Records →
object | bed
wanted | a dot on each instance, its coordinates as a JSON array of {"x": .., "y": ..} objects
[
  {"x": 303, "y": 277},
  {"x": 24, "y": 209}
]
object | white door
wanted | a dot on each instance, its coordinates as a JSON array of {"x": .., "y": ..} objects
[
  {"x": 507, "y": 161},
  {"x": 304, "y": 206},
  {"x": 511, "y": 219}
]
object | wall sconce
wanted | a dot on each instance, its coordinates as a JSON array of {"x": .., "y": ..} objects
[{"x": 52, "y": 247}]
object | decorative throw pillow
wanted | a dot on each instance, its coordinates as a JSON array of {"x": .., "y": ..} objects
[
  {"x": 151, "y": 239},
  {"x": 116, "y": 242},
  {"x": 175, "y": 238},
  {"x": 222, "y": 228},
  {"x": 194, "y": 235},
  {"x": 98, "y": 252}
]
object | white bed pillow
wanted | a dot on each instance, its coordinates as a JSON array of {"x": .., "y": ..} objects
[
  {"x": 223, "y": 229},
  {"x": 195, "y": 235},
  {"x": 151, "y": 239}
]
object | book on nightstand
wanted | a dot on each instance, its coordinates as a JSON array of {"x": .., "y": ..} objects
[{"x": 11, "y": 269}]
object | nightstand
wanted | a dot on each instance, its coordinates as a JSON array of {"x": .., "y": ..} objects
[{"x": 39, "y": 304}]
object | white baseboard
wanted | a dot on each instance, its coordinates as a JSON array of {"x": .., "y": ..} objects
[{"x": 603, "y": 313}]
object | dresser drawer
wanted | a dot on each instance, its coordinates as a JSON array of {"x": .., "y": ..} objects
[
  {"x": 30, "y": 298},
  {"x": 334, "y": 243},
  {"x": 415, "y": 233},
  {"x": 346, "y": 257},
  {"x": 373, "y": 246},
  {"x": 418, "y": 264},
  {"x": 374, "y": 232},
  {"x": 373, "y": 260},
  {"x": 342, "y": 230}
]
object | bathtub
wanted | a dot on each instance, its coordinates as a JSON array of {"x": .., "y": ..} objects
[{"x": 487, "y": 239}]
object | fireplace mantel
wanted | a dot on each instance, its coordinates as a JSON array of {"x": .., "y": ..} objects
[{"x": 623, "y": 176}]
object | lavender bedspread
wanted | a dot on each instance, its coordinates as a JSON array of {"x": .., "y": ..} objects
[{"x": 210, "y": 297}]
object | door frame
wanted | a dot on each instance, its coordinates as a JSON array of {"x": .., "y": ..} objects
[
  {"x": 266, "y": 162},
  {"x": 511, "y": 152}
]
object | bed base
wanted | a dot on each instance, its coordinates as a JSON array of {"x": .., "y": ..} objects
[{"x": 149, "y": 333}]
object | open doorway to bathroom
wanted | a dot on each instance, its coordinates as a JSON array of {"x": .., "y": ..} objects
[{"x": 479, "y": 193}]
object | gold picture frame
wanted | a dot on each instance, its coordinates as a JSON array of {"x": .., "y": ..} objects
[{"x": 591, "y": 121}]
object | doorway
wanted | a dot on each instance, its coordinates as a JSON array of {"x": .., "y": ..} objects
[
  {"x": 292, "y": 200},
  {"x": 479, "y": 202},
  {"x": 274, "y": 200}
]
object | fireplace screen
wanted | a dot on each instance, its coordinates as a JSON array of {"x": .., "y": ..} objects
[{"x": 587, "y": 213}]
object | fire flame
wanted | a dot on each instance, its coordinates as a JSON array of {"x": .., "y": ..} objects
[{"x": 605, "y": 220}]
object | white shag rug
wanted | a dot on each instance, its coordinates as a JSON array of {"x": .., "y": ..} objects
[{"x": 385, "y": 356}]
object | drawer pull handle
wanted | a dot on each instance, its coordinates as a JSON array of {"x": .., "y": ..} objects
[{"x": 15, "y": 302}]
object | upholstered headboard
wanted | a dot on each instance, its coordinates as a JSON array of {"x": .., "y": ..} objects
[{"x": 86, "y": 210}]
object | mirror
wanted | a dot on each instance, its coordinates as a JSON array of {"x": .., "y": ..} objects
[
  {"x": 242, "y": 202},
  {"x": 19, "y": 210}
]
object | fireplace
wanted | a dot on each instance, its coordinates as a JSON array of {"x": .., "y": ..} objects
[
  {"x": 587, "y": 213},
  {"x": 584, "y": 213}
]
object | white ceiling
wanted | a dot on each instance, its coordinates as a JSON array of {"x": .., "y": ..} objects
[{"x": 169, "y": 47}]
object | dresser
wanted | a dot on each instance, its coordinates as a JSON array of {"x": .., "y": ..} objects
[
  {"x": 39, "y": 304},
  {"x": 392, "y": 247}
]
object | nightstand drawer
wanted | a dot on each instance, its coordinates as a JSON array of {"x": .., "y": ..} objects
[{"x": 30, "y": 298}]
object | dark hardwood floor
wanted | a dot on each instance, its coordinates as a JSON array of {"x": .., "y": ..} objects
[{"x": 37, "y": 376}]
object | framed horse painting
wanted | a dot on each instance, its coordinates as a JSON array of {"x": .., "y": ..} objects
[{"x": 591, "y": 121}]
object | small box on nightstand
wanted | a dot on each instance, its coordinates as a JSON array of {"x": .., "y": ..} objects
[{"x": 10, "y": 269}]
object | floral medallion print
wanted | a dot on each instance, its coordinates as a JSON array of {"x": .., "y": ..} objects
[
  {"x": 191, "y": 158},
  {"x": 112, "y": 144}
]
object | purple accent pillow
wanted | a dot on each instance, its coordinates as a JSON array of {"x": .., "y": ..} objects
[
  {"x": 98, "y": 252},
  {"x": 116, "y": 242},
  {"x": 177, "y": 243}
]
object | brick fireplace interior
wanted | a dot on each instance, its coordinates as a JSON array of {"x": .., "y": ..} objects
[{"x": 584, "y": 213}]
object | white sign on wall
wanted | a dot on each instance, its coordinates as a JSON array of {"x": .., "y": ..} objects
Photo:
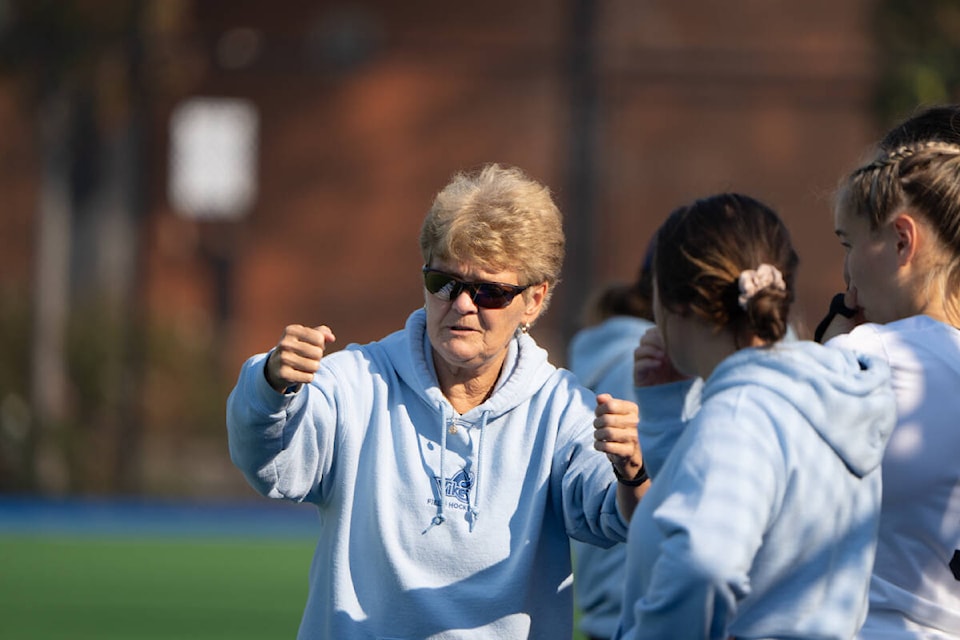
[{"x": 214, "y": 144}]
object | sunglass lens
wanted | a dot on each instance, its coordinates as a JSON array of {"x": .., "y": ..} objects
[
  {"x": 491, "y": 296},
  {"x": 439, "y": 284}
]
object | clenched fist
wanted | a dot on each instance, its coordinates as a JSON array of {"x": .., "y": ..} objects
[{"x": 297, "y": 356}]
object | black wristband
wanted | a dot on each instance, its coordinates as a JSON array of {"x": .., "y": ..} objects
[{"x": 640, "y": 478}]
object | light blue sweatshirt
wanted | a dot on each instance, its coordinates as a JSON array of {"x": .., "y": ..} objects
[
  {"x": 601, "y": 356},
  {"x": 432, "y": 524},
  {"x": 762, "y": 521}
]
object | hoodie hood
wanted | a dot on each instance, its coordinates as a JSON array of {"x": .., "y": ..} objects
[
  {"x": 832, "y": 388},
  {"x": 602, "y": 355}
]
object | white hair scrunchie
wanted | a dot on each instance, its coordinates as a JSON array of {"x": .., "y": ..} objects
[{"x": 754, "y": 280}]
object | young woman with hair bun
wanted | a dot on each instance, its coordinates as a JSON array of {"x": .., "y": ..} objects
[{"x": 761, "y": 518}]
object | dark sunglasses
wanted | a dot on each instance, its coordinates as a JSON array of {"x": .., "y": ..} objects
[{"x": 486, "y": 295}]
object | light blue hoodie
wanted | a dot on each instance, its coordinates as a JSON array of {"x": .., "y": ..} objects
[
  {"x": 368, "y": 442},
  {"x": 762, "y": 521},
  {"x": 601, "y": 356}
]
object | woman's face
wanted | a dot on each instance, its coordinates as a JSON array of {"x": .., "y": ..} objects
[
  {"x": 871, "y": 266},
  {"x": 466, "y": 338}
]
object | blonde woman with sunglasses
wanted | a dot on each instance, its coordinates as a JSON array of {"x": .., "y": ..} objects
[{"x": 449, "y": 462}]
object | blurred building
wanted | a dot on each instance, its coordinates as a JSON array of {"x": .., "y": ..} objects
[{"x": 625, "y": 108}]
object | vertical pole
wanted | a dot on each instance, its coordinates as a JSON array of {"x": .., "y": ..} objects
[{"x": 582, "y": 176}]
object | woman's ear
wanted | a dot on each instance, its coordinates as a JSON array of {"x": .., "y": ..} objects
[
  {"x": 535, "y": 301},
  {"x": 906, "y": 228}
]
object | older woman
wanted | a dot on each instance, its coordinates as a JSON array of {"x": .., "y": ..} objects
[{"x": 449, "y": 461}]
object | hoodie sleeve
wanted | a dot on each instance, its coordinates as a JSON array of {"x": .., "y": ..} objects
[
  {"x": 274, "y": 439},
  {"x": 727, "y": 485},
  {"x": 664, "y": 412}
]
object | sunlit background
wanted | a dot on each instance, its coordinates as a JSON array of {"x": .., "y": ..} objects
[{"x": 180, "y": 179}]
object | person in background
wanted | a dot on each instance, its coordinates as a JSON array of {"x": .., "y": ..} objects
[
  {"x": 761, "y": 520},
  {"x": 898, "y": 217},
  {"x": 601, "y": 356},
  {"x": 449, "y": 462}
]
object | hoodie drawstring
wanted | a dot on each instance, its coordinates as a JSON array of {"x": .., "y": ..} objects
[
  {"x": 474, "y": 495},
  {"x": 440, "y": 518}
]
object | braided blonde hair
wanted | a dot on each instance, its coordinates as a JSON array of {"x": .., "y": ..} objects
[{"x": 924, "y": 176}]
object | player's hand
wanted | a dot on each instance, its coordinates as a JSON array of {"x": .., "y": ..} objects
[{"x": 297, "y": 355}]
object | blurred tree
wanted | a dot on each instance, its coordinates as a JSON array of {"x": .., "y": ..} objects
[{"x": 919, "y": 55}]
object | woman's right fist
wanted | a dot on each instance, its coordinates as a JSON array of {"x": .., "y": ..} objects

WHAT YOU HAVE TO DO → Return, unchanged, the part of the listing that opens with the line containing "object | braided blonde hair" and closes with the final line of the listing.

EXERCISE OUTPUT →
object | braided blonde hair
wanted | a dot on each instance, its coordinates as a JSON array of {"x": .., "y": ..} objects
[{"x": 924, "y": 176}]
object | player's hand
wanted | a dot on each instance, its coordinates as a JSON array of {"x": .., "y": ..} objects
[{"x": 297, "y": 355}]
object | blurred tree
wanted | a dot on each instance, its coordinates as a JSON array of {"x": .., "y": ..} objects
[{"x": 919, "y": 55}]
object | woman's right fist
wanted | a dot on each instance, its coordinates as a JSON array of {"x": .., "y": ..} objects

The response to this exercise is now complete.